*Короткая задача A:*
Какой приговор был оглашен пятого ноября 2006 года, согласно тексту о последних днях Саддама Хусейна?
*Короткая задача B:*
Извлеките из текста о последних днях Саддама Хусейна фрагмент от слов «Когда наступает день» до слов «и чистыми руками.» включительно, без каких-либо изменений.
*Короткая задача C:*
Продолжите текст о последних днях Саддама Хусейна, начиная сразу после его последнего предложения.

*Текст для чтения:*
Несмотря на неизменную поддержку, оказываемую Саддаму Саджидой, он еженедельно звонит не ей, а Самире Шахбандар – своей второй жене, удравшей в Ливан. «Если он не может рассказать мне что-то подробно по телефону, я знаю, что двумя или тремя днями позже я получу письмо, в котором он объяснит мне все»[140], – говорила Самира.
Время суда приближается. Саддам хочет произвести в эти последние дни хорошее впечатление – совсем не такое, какое складывалось о нем после просмотра видеозаписи его ареста. Костюм, который ему выдают, пошит плохо и, по его мнению, уж слишком темный. Такой костюм ему не подходит. Полк, в котором служит Роберт Эллис, оказывает бывшему главе Ирака последнюю услугу: Саддам предстанет перед судом в костюме от Кристиана Диора.
Пятого ноября 2006 года оглашается приговор: смертная казнь. Когда заходит разговор о том, что ему, Саддаму Хусейну, непосредственно перед казнью дадут успокоительные средства, бывший президент Ирака категорически от них отказывается и заявляет: «Горé успокоительные средства не нужны». Чуть позже, в последний раз демонстрируя свою силу воли, он – «чтобы показать истинную сущность араба, руководимого своей верой» – беззаботно рассказывает о том, что когда-то занимался дома на велотренажере: «Я в свои тридцать пять лет ежедневно занимался по двенадцать минут».
Когда наступает день казни, он собирает свои несколько белых рубашек и черных курток, коробку с сигарами «Коиба» и блокнот со стихами и просит, чтобы все это было передано Рагад. Он также просит охранников, чтобы ей сообщили, что он отправляется в рай со спокойной совестью и чистыми руками.

*Записи набора данных:*
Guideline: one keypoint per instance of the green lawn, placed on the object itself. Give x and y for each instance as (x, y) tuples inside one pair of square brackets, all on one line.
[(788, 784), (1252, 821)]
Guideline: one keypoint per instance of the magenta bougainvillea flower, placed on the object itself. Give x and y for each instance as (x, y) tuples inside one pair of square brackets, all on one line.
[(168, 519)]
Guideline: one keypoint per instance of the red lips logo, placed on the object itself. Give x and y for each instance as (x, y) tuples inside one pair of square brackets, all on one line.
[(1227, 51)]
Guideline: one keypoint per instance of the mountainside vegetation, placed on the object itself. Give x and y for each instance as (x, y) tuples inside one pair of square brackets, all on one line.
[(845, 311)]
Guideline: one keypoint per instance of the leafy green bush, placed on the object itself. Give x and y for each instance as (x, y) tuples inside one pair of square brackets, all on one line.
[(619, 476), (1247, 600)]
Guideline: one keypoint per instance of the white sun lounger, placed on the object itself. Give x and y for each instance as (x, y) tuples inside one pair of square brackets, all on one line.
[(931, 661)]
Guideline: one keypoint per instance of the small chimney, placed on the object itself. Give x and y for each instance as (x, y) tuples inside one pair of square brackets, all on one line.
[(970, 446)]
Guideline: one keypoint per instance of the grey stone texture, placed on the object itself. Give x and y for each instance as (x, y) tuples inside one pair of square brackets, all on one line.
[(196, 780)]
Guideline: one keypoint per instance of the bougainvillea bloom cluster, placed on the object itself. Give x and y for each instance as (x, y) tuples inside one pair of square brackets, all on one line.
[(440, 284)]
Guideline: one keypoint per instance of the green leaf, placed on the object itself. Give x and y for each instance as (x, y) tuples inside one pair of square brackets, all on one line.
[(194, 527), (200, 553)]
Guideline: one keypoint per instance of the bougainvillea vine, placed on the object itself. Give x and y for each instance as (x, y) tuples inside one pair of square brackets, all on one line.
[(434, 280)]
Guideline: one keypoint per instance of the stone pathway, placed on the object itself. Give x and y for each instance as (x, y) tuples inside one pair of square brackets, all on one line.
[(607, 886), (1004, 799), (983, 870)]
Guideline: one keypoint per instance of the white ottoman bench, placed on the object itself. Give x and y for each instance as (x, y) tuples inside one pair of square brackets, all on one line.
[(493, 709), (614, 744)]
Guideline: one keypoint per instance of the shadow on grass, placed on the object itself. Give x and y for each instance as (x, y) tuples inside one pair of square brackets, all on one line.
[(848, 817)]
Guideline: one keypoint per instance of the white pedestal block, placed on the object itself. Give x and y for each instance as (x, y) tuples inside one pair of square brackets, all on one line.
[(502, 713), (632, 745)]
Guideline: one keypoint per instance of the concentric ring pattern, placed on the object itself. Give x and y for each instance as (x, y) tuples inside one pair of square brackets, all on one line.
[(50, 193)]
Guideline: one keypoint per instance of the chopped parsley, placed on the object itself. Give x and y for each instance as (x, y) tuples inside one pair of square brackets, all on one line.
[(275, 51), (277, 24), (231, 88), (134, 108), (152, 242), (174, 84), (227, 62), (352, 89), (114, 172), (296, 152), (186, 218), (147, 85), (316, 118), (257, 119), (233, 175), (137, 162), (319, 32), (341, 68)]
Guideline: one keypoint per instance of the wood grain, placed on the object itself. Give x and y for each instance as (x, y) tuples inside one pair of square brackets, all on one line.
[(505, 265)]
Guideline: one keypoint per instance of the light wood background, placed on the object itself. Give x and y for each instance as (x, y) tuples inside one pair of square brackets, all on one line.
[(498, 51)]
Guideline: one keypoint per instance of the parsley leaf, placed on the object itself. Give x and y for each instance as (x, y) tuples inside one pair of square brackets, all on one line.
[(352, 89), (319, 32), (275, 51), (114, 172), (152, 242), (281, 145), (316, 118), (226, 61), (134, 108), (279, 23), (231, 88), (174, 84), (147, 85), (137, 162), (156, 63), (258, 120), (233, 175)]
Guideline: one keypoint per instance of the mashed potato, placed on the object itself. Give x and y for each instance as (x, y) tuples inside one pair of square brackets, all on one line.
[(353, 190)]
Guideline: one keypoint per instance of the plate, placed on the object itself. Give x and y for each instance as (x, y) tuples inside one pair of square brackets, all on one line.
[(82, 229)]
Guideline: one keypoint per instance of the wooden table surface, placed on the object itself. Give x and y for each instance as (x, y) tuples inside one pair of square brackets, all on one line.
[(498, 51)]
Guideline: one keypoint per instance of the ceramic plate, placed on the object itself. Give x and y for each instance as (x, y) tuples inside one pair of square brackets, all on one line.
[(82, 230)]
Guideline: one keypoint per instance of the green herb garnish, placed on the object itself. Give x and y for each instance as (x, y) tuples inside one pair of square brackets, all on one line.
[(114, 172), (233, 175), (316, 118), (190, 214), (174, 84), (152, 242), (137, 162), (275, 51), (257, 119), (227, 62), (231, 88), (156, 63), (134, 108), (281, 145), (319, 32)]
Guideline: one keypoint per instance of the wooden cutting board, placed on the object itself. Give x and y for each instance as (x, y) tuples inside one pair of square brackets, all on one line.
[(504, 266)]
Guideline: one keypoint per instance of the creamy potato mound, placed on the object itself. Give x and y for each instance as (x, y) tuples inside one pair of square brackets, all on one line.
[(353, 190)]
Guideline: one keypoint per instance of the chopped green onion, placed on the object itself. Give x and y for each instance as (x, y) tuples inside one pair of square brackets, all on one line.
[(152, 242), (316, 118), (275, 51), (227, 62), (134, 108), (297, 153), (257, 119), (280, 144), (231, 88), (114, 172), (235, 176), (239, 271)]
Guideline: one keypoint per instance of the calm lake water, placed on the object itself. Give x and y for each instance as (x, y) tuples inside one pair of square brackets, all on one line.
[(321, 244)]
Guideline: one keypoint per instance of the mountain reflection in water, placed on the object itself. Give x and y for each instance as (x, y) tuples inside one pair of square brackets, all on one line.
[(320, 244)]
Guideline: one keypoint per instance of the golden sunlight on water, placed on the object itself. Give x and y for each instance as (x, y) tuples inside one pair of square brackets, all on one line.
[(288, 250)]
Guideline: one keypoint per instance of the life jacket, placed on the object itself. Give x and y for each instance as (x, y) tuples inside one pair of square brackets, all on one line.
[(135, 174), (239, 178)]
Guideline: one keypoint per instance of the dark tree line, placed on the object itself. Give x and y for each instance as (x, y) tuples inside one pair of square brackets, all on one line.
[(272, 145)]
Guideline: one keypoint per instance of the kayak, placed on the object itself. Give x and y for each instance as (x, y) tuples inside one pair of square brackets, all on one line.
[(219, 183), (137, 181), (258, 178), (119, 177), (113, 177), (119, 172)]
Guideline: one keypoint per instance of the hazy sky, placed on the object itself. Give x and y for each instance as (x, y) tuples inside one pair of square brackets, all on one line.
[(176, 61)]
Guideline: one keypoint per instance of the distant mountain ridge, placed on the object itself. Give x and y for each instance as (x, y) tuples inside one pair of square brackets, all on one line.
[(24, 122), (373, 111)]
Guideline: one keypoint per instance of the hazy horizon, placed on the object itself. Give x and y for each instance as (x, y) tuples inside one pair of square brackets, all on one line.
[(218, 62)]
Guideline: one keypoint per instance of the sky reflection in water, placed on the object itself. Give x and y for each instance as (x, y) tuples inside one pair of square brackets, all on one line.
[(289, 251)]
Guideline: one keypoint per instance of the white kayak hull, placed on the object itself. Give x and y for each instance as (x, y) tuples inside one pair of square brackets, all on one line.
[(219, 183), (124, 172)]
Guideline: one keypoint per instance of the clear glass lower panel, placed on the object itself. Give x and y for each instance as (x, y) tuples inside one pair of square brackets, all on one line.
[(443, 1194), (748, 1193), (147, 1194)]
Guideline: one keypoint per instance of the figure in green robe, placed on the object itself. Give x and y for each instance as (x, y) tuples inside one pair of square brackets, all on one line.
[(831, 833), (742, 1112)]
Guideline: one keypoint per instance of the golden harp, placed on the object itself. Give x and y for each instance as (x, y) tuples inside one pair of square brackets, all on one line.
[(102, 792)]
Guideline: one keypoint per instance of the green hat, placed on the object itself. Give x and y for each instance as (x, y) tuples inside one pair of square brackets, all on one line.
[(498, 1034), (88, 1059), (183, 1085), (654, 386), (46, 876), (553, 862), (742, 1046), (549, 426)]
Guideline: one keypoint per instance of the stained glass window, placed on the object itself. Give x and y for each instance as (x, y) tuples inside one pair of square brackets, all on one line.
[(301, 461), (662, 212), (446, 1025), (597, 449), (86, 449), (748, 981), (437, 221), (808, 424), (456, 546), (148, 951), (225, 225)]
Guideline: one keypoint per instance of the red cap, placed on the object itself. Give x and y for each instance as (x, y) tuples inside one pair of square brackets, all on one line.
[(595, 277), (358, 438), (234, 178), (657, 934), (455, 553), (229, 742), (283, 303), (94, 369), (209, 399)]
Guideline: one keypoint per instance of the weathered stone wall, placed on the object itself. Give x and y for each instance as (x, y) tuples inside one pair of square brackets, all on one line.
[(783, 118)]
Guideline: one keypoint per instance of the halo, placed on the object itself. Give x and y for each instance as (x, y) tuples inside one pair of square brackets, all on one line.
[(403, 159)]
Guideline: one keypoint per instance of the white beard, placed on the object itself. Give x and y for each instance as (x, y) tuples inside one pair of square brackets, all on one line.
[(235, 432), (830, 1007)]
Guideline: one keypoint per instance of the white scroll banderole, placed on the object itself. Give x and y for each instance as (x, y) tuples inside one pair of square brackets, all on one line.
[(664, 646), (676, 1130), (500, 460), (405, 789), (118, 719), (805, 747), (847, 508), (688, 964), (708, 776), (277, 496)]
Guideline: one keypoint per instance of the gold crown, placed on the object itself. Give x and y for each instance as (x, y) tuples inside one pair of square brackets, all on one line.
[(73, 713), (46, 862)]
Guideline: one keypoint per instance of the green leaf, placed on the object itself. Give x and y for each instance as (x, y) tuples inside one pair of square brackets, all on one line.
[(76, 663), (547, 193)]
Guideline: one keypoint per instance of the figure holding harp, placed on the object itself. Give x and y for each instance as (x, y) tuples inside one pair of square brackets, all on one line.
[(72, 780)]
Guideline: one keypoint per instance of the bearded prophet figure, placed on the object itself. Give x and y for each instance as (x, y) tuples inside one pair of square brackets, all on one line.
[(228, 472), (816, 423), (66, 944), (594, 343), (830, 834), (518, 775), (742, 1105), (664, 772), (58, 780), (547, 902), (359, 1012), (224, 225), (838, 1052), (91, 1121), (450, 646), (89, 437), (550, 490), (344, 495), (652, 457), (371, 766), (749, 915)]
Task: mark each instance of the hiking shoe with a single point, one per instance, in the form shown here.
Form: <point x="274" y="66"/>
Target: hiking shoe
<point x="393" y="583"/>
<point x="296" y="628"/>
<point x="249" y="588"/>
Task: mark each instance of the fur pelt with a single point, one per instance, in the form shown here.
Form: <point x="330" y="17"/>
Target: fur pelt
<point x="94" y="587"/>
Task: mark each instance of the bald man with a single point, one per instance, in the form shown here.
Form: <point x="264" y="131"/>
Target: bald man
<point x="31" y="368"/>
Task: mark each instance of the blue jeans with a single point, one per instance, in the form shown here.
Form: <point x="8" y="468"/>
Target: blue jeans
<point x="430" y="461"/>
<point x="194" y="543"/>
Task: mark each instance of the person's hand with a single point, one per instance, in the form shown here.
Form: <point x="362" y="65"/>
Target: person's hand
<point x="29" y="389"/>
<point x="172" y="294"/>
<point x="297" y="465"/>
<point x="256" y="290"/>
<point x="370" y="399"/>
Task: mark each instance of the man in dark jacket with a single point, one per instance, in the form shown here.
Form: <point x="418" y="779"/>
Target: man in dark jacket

*Ожидаемый ответ A:*
Смертная казнь.

*Ожидаемый ответ B:*
Когда наступает день казни, он собирает свои несколько белых рубашек и черных курток, коробку с сигарами «Коиба» и блокнот со стихами и просит, чтобы все это было передано Рагад. Он также просит охранников, чтобы ей сообщили, что он отправляется в рай со спокойной совестью и чистыми руками.

*Ожидаемый ответ C:*
«Они не дали мне с ним поговорить. Единственное, что я хотела, – это сказать ему, что мне его недостает и что я его люблю. На мою просьбу ответили отказом», – говорит, обливаясь слезами, Рагад. Однако отказано было не теми, кто вместе со старшим сержантом Эллисом охранял Хусейна и присматривал за ним, а самим Саддамом. «У меня нет желания встречаться со своими ближайшими родственниками в сентиментальных целях. Мои дочери могут при этом расплакаться»[141]. Он пишет еще одно, последнее, стихотворение, посвящая его первой жене – Саджиде. «Мое сердце еще нежное, и я все еще могу любить»[142].
Хомейни
Имам для своей мадам
Я был влюблен, моя милая, и в твою родинку, и в твои губы. Я видел твой томный взгляд и сам начинал томиться.
Рухолла ХомейниДама без камелий
Второе июня 1963 года, священный город Кум, север Ирана.
Чета Хомейни спит в простеньком домике, который служит пристанищем им и их детям уже полтора десятка лет. Из внутреннего дворика можно попасть в любую из четырех больших комнат со скромным убранством. Единственной ценностью являются несколько персидских ковров ручной работы, на которых сидят посетители и неброские узоры которых отнюдь не притягивают к себе взгляд. Несмотря на всю бедность, дом в глазах хозяина имеет одно ничем не заменимое преимущество: его фасад обращен в сторону Мекки.
Как и в любой другой вечер, ужин сегодня был скромным. Рис, забродившее молоко, чечевица, немного фисташек и фруктов – вот и все «лакомства», которые составляют рацион аятоллы Рухоллы аль-Мусави аль-Хомейни. Выполнив ритуал вечерней молитвы, семья легла спать в строго определенное время – как это происходило на протяжении уже тридцати лет.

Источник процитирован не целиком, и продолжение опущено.